The trial court again denied defendant’s motion for an adverse inference.
¶ 10 In its opening statement, the State noted defendant pled guilty to aggravated battery
(strangulation) and by his plea admitted to strangling Guerrero. According to the State, less than a
month after pleading guilty to strangling Guerrero, defendant engaged in harmful and offensive
contact with Guerrero and was charged with battering Guerrero. Defense counsel responded the
-4- State’s entire case was based on Guerrero’s statements, Guerrero was high on the night in question,
and she believed defendant was cheating on her. Defense counsel indicated defendant did not hit
Guerrero, grab her face, or pull her hair. However, he did grab her arms to keep her from hitting
him. Counsel also stated the door to the residence was damaged prior to October 7.
¶ 11 The trial court took judicial notice of the entire court file in this case, specifically
the sentencing order placing defendant on conditional discharge with conditions that included not
violating any criminal statutes or having harmful or offensive contact with Guerrero.
¶ 12 Guerrero testified she and defendant were living together in October 2020. She
believed they would get married. She was on probation and had a prior criminal conviction. She
admitted abusing drugs before June 2018, including methamphetamines, cocaine, marijuana,
ecstasy, and alcohol, but had not used drugs since then.
¶ 13 On October 6 between 11 p.m. and midnight, defendant came home intoxicated.
Guerrero denied drinking or taking drugs that day. Defendant was loud and obnoxious and said he
wanted to lie down because he was angry with Guerrero. Defendant stripped down to a pair of
shorts and then went to the kitchen to eat. While defendant was eating, Guerrero went into the
bedroom and started picking up defendant’s clothes and found a bra that was not hers. She threw
the bra at defendant and told him to leave. Defendant laughed at her. She continued to tell him to
leave, and he became angry.
---------------
> _EXERCISES TO COMPLETE_
**a.** Find every line in the records below that contains the string "wooden" and copy each one in full. Match case exactly.
**b.** Pick up the court opinion above from its final sentence and keep writing.
---------------
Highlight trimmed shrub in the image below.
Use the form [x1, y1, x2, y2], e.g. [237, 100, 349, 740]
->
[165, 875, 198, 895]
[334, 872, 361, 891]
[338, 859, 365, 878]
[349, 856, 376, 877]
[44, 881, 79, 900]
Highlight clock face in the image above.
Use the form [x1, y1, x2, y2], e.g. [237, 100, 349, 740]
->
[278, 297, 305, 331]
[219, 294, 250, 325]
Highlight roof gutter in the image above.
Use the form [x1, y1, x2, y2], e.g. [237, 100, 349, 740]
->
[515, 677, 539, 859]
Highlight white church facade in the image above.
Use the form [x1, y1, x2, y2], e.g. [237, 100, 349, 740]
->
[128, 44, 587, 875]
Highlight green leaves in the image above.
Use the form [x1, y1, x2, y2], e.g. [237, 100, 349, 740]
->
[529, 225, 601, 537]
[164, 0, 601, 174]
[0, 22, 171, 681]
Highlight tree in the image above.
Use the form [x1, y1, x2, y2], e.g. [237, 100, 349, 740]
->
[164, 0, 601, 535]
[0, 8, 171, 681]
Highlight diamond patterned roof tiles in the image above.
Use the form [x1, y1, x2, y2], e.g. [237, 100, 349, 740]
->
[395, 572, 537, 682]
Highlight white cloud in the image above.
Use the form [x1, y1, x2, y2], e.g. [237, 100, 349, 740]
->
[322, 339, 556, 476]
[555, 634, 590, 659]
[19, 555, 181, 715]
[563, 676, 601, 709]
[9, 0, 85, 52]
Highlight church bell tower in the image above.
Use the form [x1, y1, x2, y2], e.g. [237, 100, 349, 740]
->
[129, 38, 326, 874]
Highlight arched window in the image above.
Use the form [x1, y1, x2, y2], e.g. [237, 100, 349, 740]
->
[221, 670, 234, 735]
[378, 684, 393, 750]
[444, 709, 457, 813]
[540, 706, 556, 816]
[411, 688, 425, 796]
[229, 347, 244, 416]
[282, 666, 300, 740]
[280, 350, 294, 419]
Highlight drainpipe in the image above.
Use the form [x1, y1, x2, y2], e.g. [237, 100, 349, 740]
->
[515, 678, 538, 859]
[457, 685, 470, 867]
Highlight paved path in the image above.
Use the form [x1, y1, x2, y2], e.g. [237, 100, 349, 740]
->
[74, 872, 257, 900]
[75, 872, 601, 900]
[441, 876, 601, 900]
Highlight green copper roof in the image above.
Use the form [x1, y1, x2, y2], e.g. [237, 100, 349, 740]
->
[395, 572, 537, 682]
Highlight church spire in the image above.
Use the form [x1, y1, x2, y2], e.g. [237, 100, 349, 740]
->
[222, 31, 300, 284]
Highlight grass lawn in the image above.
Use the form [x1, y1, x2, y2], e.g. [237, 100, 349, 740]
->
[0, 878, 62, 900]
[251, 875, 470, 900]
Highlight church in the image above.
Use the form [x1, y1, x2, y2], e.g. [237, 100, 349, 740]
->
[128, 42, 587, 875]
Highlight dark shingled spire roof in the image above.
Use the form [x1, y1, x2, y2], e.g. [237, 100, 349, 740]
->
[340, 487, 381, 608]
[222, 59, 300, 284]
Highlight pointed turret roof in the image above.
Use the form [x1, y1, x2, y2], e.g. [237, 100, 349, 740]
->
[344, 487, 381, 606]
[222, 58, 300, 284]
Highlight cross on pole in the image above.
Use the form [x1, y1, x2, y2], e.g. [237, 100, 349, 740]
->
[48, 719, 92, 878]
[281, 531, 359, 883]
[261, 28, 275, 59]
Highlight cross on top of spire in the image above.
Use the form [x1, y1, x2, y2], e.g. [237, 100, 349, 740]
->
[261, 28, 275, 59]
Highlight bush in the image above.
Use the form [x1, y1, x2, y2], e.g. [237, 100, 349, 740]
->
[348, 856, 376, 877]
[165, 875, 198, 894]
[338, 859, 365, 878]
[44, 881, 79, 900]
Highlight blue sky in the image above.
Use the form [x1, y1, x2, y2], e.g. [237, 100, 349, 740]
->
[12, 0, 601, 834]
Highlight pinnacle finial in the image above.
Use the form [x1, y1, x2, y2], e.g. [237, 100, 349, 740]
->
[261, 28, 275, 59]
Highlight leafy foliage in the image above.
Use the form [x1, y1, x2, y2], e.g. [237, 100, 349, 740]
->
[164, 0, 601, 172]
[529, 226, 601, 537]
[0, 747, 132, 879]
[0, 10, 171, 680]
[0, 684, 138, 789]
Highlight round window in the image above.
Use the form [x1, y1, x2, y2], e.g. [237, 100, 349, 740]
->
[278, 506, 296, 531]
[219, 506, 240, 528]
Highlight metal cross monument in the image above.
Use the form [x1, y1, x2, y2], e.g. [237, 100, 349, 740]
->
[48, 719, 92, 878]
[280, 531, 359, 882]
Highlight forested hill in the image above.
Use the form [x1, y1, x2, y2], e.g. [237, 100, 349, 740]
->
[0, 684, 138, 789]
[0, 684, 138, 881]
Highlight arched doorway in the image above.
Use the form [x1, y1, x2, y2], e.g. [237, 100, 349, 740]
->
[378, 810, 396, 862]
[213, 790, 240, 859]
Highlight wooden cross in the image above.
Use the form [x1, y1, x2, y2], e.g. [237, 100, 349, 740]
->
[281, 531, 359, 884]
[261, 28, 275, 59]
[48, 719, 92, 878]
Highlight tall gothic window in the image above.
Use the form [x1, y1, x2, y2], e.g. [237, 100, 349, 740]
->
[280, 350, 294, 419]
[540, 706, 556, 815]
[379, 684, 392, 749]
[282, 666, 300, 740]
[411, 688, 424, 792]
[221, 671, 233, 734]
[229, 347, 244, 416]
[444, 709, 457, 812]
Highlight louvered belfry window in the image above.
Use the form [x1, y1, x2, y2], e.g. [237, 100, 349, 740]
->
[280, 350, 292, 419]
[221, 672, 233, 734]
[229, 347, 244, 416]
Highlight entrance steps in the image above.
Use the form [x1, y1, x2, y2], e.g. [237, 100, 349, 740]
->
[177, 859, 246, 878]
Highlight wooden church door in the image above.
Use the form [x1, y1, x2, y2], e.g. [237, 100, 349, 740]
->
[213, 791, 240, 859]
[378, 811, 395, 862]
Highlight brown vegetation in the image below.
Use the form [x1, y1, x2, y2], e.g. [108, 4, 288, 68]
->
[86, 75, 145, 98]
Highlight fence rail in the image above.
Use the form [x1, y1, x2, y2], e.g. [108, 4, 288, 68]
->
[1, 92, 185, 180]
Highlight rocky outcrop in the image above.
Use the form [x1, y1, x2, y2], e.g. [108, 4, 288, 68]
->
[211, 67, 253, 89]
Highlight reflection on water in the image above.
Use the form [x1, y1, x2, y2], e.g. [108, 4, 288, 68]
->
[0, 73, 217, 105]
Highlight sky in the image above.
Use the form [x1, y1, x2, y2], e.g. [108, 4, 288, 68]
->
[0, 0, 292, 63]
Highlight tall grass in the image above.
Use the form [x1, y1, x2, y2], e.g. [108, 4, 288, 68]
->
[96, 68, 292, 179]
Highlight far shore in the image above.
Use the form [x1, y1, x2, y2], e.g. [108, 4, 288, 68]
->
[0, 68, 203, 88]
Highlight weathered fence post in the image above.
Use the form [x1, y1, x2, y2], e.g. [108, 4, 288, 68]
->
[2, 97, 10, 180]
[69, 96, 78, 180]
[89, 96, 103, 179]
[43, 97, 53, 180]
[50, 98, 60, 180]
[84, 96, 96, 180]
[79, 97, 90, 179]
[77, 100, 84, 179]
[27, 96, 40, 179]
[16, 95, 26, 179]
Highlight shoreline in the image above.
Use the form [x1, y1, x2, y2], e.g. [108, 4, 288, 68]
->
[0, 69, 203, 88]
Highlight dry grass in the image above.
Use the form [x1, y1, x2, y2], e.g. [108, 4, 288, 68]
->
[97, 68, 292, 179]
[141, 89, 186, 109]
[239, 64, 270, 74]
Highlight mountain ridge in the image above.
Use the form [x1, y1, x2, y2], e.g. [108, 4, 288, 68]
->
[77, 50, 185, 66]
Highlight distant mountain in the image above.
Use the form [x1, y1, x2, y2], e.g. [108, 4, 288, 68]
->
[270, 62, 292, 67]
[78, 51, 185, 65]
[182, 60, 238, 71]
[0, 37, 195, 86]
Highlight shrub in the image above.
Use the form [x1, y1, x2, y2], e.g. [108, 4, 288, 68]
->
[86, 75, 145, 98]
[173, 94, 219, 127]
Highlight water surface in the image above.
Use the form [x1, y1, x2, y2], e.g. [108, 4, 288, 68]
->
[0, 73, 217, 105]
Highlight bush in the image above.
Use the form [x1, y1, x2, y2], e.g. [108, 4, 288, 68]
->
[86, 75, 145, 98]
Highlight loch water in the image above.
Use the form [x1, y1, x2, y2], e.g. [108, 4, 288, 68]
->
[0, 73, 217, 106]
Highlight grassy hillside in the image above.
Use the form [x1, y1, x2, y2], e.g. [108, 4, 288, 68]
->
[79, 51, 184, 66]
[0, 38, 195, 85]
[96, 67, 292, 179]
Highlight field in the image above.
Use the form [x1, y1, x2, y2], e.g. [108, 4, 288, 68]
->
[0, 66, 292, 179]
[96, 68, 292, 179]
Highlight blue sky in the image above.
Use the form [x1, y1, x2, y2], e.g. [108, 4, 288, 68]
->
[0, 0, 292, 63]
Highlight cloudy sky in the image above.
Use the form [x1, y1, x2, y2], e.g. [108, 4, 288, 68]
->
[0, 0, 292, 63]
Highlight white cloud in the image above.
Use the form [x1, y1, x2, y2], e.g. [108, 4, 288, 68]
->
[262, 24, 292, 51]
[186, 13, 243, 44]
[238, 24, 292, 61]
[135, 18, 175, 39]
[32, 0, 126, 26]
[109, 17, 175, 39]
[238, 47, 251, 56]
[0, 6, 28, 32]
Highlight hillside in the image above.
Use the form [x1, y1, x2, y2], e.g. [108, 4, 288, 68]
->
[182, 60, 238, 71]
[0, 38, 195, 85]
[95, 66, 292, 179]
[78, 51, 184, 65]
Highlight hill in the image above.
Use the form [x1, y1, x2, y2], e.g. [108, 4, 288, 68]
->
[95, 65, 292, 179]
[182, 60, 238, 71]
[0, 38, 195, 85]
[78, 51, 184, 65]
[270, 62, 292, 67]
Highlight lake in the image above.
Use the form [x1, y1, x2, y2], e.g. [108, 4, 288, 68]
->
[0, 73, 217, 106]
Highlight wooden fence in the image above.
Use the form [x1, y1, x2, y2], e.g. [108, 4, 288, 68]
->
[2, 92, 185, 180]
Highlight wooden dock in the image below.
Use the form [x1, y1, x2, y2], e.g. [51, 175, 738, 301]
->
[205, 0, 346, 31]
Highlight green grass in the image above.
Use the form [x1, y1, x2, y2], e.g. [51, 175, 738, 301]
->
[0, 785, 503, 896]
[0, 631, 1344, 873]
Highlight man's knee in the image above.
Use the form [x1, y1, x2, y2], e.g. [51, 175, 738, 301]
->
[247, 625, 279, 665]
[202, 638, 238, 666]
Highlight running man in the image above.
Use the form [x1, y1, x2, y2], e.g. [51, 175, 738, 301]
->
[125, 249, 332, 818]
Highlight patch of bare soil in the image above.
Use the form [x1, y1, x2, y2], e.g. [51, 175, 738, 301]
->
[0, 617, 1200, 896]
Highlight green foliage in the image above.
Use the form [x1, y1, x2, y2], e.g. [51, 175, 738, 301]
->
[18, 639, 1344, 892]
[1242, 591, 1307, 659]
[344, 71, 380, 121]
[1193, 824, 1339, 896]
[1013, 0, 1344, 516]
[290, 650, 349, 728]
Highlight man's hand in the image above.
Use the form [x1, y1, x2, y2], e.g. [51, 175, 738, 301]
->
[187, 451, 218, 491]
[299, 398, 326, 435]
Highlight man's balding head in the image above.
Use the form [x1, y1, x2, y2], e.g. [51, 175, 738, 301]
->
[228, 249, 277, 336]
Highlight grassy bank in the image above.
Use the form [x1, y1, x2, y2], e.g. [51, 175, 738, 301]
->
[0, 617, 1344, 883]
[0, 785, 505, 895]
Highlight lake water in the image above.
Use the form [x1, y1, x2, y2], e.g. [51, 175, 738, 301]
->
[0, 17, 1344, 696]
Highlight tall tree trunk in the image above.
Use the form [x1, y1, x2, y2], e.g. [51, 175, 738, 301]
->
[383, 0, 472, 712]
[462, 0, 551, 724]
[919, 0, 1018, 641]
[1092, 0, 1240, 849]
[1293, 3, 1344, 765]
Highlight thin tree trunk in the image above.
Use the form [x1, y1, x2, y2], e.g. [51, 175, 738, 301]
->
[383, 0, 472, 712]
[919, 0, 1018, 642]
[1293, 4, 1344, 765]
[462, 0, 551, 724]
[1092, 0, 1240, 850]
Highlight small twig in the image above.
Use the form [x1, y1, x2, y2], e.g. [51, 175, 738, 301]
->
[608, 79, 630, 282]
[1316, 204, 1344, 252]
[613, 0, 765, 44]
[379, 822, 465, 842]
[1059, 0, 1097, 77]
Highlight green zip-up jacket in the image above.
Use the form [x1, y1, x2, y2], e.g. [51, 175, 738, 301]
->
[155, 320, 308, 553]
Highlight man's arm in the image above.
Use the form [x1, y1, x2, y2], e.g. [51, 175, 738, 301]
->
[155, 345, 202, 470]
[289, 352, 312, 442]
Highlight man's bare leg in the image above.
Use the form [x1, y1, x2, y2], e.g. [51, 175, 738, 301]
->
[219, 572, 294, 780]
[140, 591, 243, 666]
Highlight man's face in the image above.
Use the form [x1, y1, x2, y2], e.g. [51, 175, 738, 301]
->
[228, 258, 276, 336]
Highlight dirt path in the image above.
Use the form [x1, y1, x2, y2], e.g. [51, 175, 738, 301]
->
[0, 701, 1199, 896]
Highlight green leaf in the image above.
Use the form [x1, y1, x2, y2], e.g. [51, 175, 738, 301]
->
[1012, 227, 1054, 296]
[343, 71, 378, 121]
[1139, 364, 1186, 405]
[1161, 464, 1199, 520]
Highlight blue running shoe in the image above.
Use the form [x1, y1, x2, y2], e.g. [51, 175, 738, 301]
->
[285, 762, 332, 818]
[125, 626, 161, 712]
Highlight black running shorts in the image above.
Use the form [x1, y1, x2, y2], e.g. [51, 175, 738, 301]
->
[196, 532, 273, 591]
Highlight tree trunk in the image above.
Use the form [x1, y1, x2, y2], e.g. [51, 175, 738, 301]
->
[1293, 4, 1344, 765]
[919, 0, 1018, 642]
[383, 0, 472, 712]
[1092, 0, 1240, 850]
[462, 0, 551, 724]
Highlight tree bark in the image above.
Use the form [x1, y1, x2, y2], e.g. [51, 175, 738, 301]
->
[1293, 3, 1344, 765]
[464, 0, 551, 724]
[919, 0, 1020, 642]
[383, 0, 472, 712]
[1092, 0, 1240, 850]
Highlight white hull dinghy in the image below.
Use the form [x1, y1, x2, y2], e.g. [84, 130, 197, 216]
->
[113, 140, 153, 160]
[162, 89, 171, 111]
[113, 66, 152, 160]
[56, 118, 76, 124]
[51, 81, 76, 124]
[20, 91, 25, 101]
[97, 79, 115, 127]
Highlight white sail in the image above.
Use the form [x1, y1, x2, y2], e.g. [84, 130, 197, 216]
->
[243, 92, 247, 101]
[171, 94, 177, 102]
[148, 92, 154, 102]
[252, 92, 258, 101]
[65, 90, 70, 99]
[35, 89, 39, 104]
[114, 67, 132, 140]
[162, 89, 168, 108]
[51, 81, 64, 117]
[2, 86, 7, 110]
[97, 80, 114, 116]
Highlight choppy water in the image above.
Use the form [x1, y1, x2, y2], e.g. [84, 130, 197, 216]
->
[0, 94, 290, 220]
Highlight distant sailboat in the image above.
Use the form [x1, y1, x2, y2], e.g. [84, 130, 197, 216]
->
---------------
> _EXPECTED RESULTS_
**a.**
Highlight wooden cross in the image above.
Highlight wooden church door in the image above.
Highlight wooden fence in the image above.
Highlight wooden dock in the image below.

**b.**
¶ 14 Guerrero then went to the bedroom, grabbed defendant’s clothes, walked back to
the kitchen, and threw away defendant’s plate of food. She then pushed him out of the house. He
came back to the door and told her to let him inside, but she told him to go away. When he was
walking away, she opened the door to hear what he was yelling. She then called 911 and locked
her door. Defendant then came back to the door. Guerrero hung up from the 911 call and then was
-5- talking to a female friend when defendant kicked in her door. Defendant grabbed her hair and
dragged her from the living room to a bedroom. He was hitting her and tried to lock her in the
bedroom, but she kicked her way out of the room. Defendant then started packing his things. She
called 911 again to report defendant had kicked her door in. She indicated defendant also threw
her into the wall, which made a large hole in the wall. She also said defendant picked up a coffee
table and tried to hit her with it, hitting the ceiling before he put it down. She then grabbed a
hammer and threatened him with it.
¶ 15 The State introduced photographs taken by the police on October 7 of Guerrero,
defendant, and the residence. The pictures showed damage to the front door, ceiling, coffee table,
and wall. Guerrero indicated the marks on her back, face, and arms in the pictures were caused by
defendant when he dragged, hit, and held her down. The State also introduced Guerrero’s recorded
911 calls. In one 911 call, Guerrero testified she was not hurt but said defendant had kicked her
door in. She testified she was scared when she said she was not hurt because he was right in front
of her. She gave the police a recorded statement when they arrived.
¶ 16 The State introduced the recordings of two calls defendant made to Guerrero from
the jail. Defendant denied cheating on Guerrero but said he was mad because of Guerrero’s
treatment of him. Defendant apologized and said he needed Guerrero. Defendant indicated he
“f***** up” and “did that s***.” He also said he could not talk about the incident on the phone.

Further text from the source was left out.